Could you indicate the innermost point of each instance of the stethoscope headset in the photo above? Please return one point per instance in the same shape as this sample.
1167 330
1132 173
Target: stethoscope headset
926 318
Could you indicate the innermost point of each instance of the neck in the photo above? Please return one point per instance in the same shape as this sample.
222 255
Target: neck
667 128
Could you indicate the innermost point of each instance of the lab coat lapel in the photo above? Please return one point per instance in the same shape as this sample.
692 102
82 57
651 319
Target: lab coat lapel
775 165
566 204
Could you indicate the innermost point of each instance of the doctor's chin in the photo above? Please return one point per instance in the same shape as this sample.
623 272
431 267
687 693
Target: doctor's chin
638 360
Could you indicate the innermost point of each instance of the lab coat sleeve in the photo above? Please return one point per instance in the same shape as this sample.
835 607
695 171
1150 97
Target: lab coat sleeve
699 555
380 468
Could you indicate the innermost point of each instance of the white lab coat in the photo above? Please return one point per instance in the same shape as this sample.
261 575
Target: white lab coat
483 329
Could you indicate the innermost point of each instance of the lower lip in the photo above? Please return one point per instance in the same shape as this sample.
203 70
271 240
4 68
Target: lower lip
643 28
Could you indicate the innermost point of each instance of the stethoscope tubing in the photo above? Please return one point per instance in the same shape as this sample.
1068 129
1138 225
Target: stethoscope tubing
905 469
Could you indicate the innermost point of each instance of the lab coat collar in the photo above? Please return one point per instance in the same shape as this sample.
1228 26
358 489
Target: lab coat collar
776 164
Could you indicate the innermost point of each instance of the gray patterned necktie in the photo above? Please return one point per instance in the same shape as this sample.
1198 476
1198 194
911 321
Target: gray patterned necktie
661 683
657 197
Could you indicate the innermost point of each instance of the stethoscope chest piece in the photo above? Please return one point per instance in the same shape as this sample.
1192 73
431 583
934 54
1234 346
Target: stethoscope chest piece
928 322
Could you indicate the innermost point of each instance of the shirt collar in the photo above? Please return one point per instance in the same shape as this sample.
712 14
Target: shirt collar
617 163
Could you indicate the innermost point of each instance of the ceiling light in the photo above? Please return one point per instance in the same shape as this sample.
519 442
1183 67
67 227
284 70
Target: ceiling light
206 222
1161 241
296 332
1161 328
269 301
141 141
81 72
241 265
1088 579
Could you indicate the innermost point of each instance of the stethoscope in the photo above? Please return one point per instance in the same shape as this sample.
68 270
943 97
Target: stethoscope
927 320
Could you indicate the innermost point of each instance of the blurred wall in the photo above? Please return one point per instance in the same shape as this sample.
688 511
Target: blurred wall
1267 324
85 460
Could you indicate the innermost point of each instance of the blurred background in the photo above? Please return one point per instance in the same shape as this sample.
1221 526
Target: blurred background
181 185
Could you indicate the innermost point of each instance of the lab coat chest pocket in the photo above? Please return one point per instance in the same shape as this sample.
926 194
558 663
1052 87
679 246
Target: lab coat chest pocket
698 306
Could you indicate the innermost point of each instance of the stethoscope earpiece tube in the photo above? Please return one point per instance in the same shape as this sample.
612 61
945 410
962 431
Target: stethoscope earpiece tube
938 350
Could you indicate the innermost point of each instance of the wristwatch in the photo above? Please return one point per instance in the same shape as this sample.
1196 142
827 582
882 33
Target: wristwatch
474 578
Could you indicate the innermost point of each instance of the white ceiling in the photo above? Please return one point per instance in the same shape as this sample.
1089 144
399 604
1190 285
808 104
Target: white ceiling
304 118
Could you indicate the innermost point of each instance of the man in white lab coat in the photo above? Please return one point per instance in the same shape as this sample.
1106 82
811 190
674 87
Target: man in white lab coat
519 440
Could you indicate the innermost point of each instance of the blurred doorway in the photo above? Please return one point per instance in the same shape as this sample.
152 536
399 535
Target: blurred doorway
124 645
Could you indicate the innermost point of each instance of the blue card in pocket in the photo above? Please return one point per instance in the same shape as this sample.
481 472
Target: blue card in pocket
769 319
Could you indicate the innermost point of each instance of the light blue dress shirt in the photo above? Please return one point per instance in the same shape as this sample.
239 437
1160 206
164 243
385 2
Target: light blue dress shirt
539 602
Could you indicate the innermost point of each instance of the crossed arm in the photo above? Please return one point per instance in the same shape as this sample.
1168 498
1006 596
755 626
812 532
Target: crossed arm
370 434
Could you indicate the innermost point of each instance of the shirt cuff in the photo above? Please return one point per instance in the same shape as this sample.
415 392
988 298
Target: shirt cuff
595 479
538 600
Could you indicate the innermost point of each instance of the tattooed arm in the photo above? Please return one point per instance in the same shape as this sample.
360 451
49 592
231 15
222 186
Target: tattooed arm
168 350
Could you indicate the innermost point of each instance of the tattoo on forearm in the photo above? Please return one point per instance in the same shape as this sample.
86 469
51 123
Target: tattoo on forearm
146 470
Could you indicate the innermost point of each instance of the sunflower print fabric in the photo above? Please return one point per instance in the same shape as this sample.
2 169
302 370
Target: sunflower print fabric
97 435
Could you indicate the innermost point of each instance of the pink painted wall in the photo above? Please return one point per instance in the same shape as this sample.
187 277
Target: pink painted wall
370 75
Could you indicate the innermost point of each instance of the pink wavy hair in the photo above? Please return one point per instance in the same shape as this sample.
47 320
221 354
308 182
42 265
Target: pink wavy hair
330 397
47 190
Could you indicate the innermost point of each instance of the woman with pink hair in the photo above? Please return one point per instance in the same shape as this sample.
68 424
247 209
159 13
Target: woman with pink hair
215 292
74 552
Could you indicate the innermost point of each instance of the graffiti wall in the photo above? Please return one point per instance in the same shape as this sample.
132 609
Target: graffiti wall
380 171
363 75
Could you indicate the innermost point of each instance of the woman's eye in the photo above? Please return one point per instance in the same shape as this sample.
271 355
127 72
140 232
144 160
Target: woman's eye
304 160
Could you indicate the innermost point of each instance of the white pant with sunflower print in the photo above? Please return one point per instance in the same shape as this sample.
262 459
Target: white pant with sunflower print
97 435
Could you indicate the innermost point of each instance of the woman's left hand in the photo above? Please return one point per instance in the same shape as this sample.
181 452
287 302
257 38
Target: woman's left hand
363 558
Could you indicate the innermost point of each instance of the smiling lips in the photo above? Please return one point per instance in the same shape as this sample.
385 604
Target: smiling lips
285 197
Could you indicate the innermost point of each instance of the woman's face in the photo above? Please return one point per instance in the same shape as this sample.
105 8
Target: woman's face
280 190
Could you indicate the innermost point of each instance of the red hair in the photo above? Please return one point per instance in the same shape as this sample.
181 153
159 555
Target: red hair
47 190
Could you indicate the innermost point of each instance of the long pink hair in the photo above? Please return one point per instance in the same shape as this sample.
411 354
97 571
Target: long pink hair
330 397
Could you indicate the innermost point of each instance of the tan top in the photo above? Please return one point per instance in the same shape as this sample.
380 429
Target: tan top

* **WHAT IS EXPECTED**: Repeat the records verbatim, every one of them.

* **WORKED SOLUTION**:
Could you indicate the innermost point of each instance of the stethoscope headset in the photo above? Please return one point per instance in the same shape as this sample.
1167 330
1132 173
Target: stethoscope headset
926 318
Could you indicate the innermost point of each instance of the neck in the photo above? Please return one point per instance in the same shape as this sample.
222 255
Target: neck
667 128
Could you indicate the innermost point of each instance of the lab coat lapel in the photo above? Please return one point per instance in the same shape as this sample.
692 102
82 57
651 319
Target: lab coat lapel
775 165
566 204
Could you indicate the innermost point of each instance of the doctor's chin in the photo above? Please return one point per instance in the same shape as this sample.
623 272
431 267
687 693
Target: doctor's chin
638 360
Could you indicate the innermost point of each instance of the lab coat sleeve in the photo above? Please return one point per instance in the same shape as this sample.
835 607
695 171
1150 97
Target: lab coat sleeve
699 555
380 468
Could you indicate the innermost point of each instance of the white lab coat in the photo above? Please return one point per instance in the same shape as this sample.
261 575
Target: white lab coat
483 329
Could you indicate the innermost point of each instance of the lower lip in the photo above? Please return one point per instance in the same shape as this sample.
203 70
271 240
4 68
Target: lower lip
643 28
Could you indicate the innermost point of each instance of the stethoscope tubing in the photo above? Please return one point per instance in the same shape as this sample.
1068 129
1138 225
Target: stethoscope tubing
905 469
Could you indicate the innermost point of each instance of the lab coat collar in the photo above? Please return one point per instance in the same shape as this sample.
1228 26
358 489
Target: lab coat collar
776 164
Could you indicate the innermost point of each instance of the gray patterned necktie in the photo above? Please return one point per instance in the same shape as this sample.
1198 476
1198 194
911 321
Target: gray patterned necktie
661 683
657 197
Could you indicate the innermost point of each instance of the stethoscope chest piece in the photo above? Please return one point per instance in the same shape as this sample.
1192 73
431 583
934 54
1234 346
Target: stethoscope chest piece
928 322
Could you indicate the innermost point of each instance of the shirt collar in the photo above? Please return one point per instance in the same shape as this sample.
712 14
Target: shirt collar
617 163
Could you indicate the innermost point of each instance of the ceiling light in the photo above? Please return one point per instance in the same shape as this sample.
519 442
1183 67
67 227
284 70
Target: ceiling light
206 222
1161 241
296 332
1161 328
269 301
141 141
81 72
241 265
1088 579
Could you indicate the innermost point of each instance of the stethoscope in the photo above? Please return one point per instance in the same shape as this sample.
68 270
943 97
Target: stethoscope
927 320
Could you indicate the innermost point of each instance of the blurred wall in the photo above? Please return one point per instance in the same shape as this sample.
688 511
Target: blurred wall
1267 324
85 460
Could you indicate the innermost point of each instance of the blurred background in the photo above? Please return one point per instance in the same shape as this sample.
1221 526
Target: blurred background
181 185
Could you indicate the innermost point of each instance of the lab coat chest pocket in the photo above? Please return one point per instance in the same shape as this sample.
926 194
558 663
1052 87
679 246
Target: lab coat chest pocket
698 306
Could you indicate the innermost point of each instance of the stethoscope earpiece tube in the photo above? Please return one point per instance in the same shape as this sample.
612 61
945 410
962 431
Target: stethoscope earpiece tube
938 350
Could you indicate the innermost point of each instance of the wristwatch in the photo above? Please return one point per instance in the same shape as this sample.
1196 142
827 582
882 33
Target: wristwatch
474 578
Could you indicate the innermost point of each instance of the white ceiling in the photo above? Please return one point per instance in the same shape as this sample.
1089 144
399 604
1190 285
808 104
Target: white ceiling
304 118
Could you indicate the innermost point of each instance of the man in white lab coat in the photo above? Please return one point per instance in the same shape as this sample.
1106 82
811 190
674 87
Target: man in white lab coat
519 440
Could you indicate the innermost point of each instance of the blurred doorway in the photo above? Please return one point per instance in the same shape as this sample.
152 536
399 535
Target: blurred doorway
124 645
Could you indicate the innermost point of each instance of the blue card in pocket in the photo above? Please return one point per instance in the same shape as this sample.
481 472
Target: blue card in pocket
769 319
Could you indicate the innermost point of each instance of the light blue dress shirt in the photo above? Please return one point per instance in the same shape as this sample.
239 437
1160 206
164 243
385 2
Target: light blue dress shirt
539 602
Could you indicate the innermost point of each instance of the crossed arm in the photo above? Please return one point per instance in the same shape as this sample.
1168 498
1006 596
755 626
812 532
Target: crossed arm
370 434
Could you indicate the innermost point of each instance of the shirt cuff in the photo above? Please return one point per instance in the same shape as this sample.
415 392
988 298
Target: shirt cuff
595 479
538 600
Could you indicate the innermost point of each instance of the tattooed arm in the photo above? Please return one point per instance in the same shape as this sample.
360 451
49 592
231 15
222 186
Target: tattooed arm
168 350
Could you indicate the innermost point of each instance of the tattoo on forearm in the photo above? Please return one point per instance in the same shape as this sample.
86 469
51 123
Target: tattoo on forearm
146 470
Could you indicate the innermost point of each instance of the sunflower print fabric in the photo above? Please return one point per instance in the same shape as this sample.
2 169
302 370
Target: sunflower print fabric
97 435
Could you indicate the innermost point of each instance of the pink painted wall in the photo above? Please return one point per instance in the same shape as this sample.
187 277
Target: pink painted wall
370 75
Could you indicate the innermost point of each instance of the pink wavy hair in the photo above? Please return one point per instance in the same shape as this sample.
47 320
221 354
308 182
42 265
Target: pink wavy hair
330 397
47 190
Could you indicate the innermost point of each instance of the woman with pink hair in the photo above? Please return one point per instance in the same shape as this sample.
68 424
247 209
159 13
Target: woman with pink hair
215 292
74 552
Could you indicate the innermost point of each instance of the graffiti wall in the photo above? Please return one point per instance in the same shape as this sample.
132 609
Target: graffiti wall
380 171
363 75
Could you indicate the innermost point of each instance of the woman's eye in the photo above? Please return one point per instance in the same shape as this sample.
271 355
127 72
140 232
144 160
Target: woman's eye
304 160
Could you indicate the innermost point of each instance of the white pant with sunflower print in the photo above? Please return one point per instance in the same shape as this sample.
262 459
Target: white pant with sunflower print
97 435
Could you indicate the innermost point of each instance of the woman's left hand in the photo above? Please return one point per instance in the same shape as this sample.
181 452
287 302
257 38
Target: woman's left hand
363 558
Could you indicate the innermost point of each instance of the smiling lips in the photo above? Please return one point per instance in the same shape as this sample.
385 604
Target: smiling lips
285 197
Could you indicate the innermost point of each instance of the woman's face in the photo above? Please return one point per instance in the same shape as this sample.
105 8
Target: woman's face
280 190
Could you indicate the innermost point of each instance of the red hair in the photo above? Please return one point per instance in the same shape as this sample.
181 153
159 555
Target: red hair
47 190
Could you indicate the innermost point of each instance of the long pink hair in the photo above? Please return one point per instance in the same shape as this sample.
411 354
97 571
Target: long pink hair
330 397
Could you indicate the innermost point of each instance of the tan top in the photo above? Please return one point per instance in the same shape as this sample.
380 429
Target: tan top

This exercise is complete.